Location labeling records
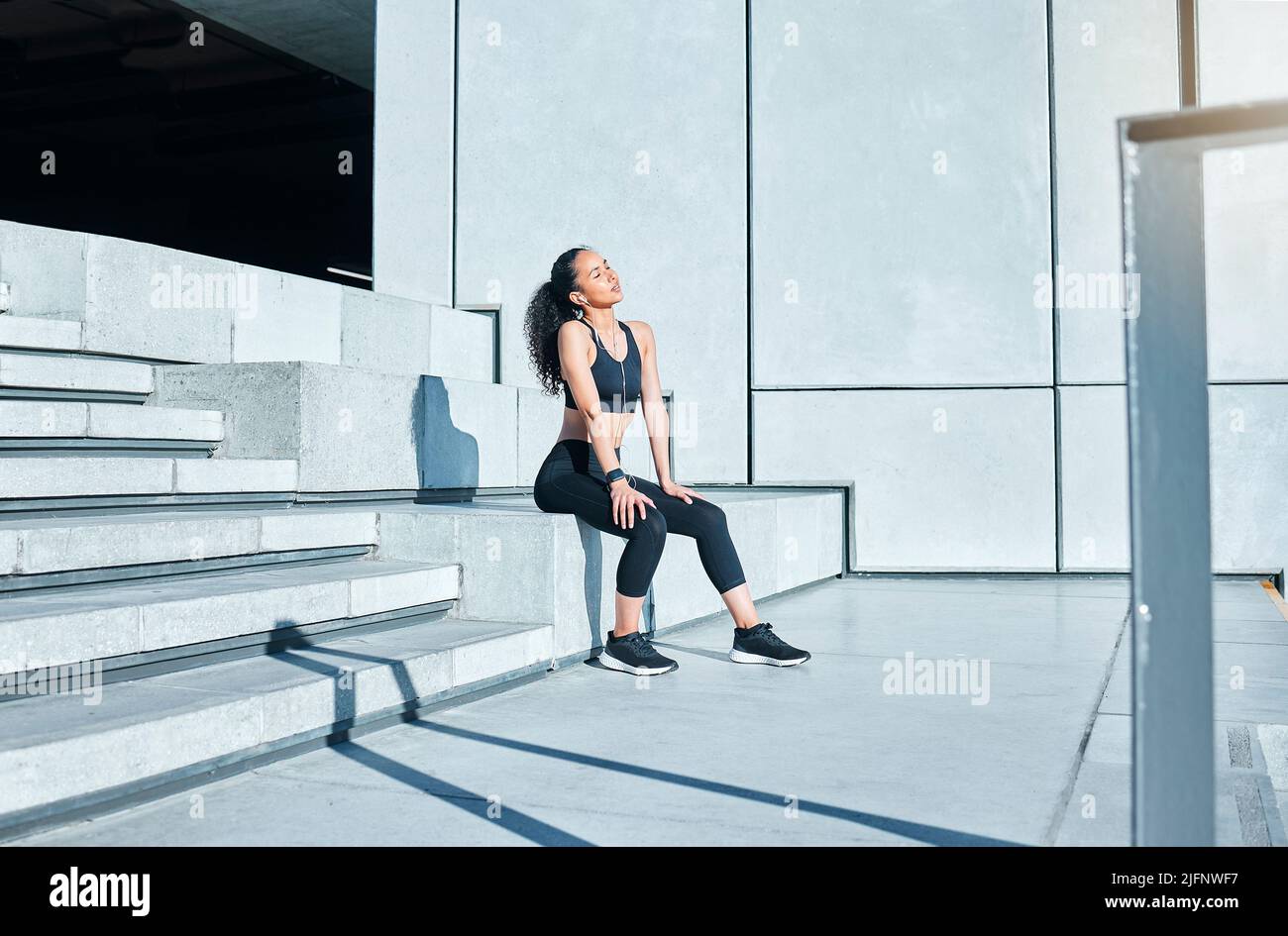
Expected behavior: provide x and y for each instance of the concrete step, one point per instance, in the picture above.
(63, 373)
(62, 757)
(44, 334)
(522, 564)
(38, 553)
(72, 425)
(115, 623)
(37, 481)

Problem requirements
Copy every line of the entries above word for word, leaving out the pictures.

Result for this task
Expected behavior: provide x and y for each instance of the concrete step, one point per instance, in the picture above.
(63, 373)
(62, 757)
(44, 334)
(522, 564)
(38, 553)
(72, 425)
(115, 623)
(37, 481)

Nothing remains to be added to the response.